Eine Rückfrage: was soll diese Begründung erklären oder rechtfertigen? Das ist mir nicht ganz klar.
Ich sehe es als offenes Eingeständnis aber auch als ehrliche Herausforderung an, aus Zweifeln an der eigenen Kompetenz einen Notstand auszurufen, der am Ende zu einem menschenwürdigen Umgang miteinander führen sollte. Was dem Ganzen fehlt ist ein längst fälliges Gespräch mit den betroffenen Menschen über ihre Ängste und Vorstellungen, die durch die ganzen Fluchtsituationen entstehen und denen alle Menschen uneingeschränkt ausgesetzt sind. Die Medien könnten durch eine globale Zusammenarbeit durch ihre Berichterstattung allen Beteiligten dabei helfen aufeinander zuzugehen und sich dadurch besser kennenzulernen, statt sich gegenseitig an Informationsaktualität zu übertreffen. Auf der einen Seite werden Waffen produziert und damit Kriege menschlich legitimiert, aus deren Konsequenzen heute das geschöpft werden muss, was dieses Leben noch lebenswert gestalten kann. Auf der anderen Seite stehen die Menschenrechte, deren Wirksamkeit nur dann greifen kann, wenn sie nicht durch die menschliche Handlungsfähigkeit ausgehebelt, sondern durch deren Kompetenz eingefordert wird. Dazwischen liegt all das Potential dessen wir uns endlich bewusst werden sollten, um es für Frieden und Freiheit einzusetzen. Geistige Barrieren muss jeder selbst überwinden, doch durch vernunftbegabte Kommunikation können wir daraus ein Leben schöpfen, das uns allen seinen Frieden und persönliche Freiheit anbietet. Den Optimismus zu bewahren und auf die Menschen zu vertrauen, die auch in dieser offensichtlich so aussichtslosen Lebenskrise die menschliche Würde des Lebens erhalten, das hilft mir persönlich dabei, den Blick nach vorne zu richten und die Vergangenheit ruhen zu lassen, um aus der Gegenwart das Potential zu schöpfen, das uns alle menschenwürdig handeln lässt. Es ist teilweise so jämmerlich, was sich uns alles an Bildern und Beiträgen anbietet, doch sollten wir unsere Zeit gerade deshalb dazu nutzen, uns all diesen Anforderungen selbst gegenüber zu stellen und sie nicht in andere Zuständigkeiten zu lenken. Jeder kann seinen Beitrag leisten, auch der Flüchtling, indem er seine Würde in Auftrag stellt und sie nicht auf einer menschenunwürdigen Flucht an Schlepper verkauft. Die ganze Menschheit sollte sich überdenken und darf dabei nicht außer Acht lassen wem sie ihre Menschlichkeit zu verdanken hat.
JA @Pater Hagenkord diese Impressionen erlebe ich auch stark. Jedes Wort kann ich unterschreiben.
offensichtlich ist auch Österreich ganz im Sog der FPÖ -dieser AFD Schwester usf.
persönlich kann ich diese politische Pornographie nicht mehr ertragen!

....

## ERFORDERLICHE AUFGABE 1
Nennen Sie sämtliche Eigennamen, die im Textauszug zur Flüchtlingsdebatte vorkommen.
## ERFORDERLICHE AUFGABE 2
Prüfen Sie anhand des Textauszugs zur Flüchtlingsdebatte, ob die folgenden Aussagen zutreffen:
(a) Österreich wird als im Sog der FPÖ stehend beschrieben.
(b) Geistige Barrieren sollen von der Gemeinschaft gemeinsam überwunden werden.
(c) Die Medien sollten sich gegenseitig an Informationsaktualität übertreffen.
## ERFORDERLICHE AUFGABE 3
Knüpfen Sie an den letzten Satz des Textauszugs zur Flüchtlingsdebatte an und schreiben Sie ihn fort.
Für die Bearbeitung werden die Datensätze nicht benötigt.

....

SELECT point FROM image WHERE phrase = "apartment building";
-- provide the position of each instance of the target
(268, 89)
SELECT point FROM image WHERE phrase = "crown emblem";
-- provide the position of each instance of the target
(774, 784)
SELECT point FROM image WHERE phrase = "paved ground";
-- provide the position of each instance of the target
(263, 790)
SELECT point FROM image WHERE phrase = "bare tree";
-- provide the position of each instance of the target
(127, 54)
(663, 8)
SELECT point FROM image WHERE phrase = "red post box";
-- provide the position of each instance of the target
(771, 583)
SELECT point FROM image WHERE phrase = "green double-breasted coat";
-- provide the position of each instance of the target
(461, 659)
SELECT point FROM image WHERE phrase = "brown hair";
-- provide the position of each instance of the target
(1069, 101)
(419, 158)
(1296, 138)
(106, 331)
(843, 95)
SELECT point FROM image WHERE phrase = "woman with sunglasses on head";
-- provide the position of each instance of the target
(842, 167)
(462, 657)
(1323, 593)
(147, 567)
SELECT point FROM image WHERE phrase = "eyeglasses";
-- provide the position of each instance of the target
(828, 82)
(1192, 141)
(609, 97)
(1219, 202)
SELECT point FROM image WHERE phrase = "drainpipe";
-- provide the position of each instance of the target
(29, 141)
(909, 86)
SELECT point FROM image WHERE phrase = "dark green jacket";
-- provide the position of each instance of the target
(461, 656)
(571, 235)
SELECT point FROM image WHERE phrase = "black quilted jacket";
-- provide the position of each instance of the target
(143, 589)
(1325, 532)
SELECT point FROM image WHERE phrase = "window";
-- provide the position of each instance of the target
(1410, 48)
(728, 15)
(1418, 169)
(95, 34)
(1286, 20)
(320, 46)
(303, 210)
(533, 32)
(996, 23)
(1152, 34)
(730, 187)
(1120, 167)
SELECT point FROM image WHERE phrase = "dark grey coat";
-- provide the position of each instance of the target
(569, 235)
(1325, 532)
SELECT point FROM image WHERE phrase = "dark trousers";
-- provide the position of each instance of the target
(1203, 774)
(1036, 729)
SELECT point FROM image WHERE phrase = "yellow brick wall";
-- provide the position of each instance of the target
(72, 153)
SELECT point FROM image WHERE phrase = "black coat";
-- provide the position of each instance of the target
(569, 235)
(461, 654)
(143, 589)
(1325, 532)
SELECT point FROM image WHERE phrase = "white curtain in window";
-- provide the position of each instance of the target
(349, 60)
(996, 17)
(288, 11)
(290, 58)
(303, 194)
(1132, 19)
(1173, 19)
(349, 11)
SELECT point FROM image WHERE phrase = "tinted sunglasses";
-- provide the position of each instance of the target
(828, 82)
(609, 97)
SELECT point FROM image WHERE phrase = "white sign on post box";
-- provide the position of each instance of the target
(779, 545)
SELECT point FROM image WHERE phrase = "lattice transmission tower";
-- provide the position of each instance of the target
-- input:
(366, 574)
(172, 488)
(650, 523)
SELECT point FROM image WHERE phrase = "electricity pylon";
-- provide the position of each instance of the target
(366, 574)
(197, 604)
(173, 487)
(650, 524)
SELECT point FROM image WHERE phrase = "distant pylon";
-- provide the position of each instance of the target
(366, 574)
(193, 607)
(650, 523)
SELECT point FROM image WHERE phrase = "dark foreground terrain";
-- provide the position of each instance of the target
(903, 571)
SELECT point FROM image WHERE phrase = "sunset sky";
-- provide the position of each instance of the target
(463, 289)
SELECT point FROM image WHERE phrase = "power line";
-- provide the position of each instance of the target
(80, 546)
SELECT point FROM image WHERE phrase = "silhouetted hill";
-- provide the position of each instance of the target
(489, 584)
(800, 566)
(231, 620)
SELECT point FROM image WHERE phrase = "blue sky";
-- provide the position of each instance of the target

....

## ERGEBNIS 1
Pater Hagenkord, Österreich, FPÖ, AFD

## ERGEBNIS 2
(a) Ja: „offensichtlich ist auch Österreich ganz im Sog der FPÖ“
(b) Nein: „Geistige Barrieren muss jeder selbst überwinden“
(c) Nein: „statt sich gegenseitig an Informationsaktualität zu übertreffen“

## ERGEBNIS 3
Glücklicherweise gibt’s immer im kleinen die Begegnungen mit den vielen EINZELNRN Gestrandeten, welche die Hölle hinter sich haben und hoffentlich keine zweite im FETTEN EUROPA erleben müssen..
mehr kann ich heut Abend gar nicht schreiben
ich hab stattdessen ein altes Lied vom JÜNGEREN Wolf Biermann gefunden ( leider ist er heute bisweilen zu sarkastisch und angepasst..)
ERMUTIGUNG heißt der Song! hier ist er
https://www.youtube.com/watch?v=lqkRZCEf6P8
Wenn man einem Flüchtling persönlich begegnet und erkennen muss, dass das genauso Menschen sind wie Du und ich, also mit gleichen Bedürfnissen, dann kann man gar nicht mehr anders, als zu helfen!
„Zugegeben, ich kenne die politischen Zusammenhänge nicht und weiß, dass solche Maßnahmen viele verschiedene Dimensionen haben, aber es ist eben auch symbolisch und emotional. Und wer das nicht weiß und nicht einkalkuliert, der handelt heutzutage grob fahrlässig.“
Sie sollten andersrum vorgehen: zuerst informieren Sie sich über „die politischen Zusammenhänge“, dann äußern Sie sich fundiert dazu.
Wer nach Symbolik und Emotionalität handelt, ist nicht nur „heutzutage“ sondern seit je her ein Dämagoge.
Da haben Sie mich falsch verstanden. In den politischen Zusammenhängen geht es möglicherweise um Populismus, um innerparteiliche Dynamiken, um die Frage nach der Präsidentschaftswahl etc. Aber nichts davon nimmt etwas von meinem Argument weg. Es bleibt furchtbar, dass ein Land, aus welchen Gründen auch immer, von „Notstand“ redet, wenn es dem Land eigentlich sehr gut geht. Das vergiftet die politische Atmosphäre.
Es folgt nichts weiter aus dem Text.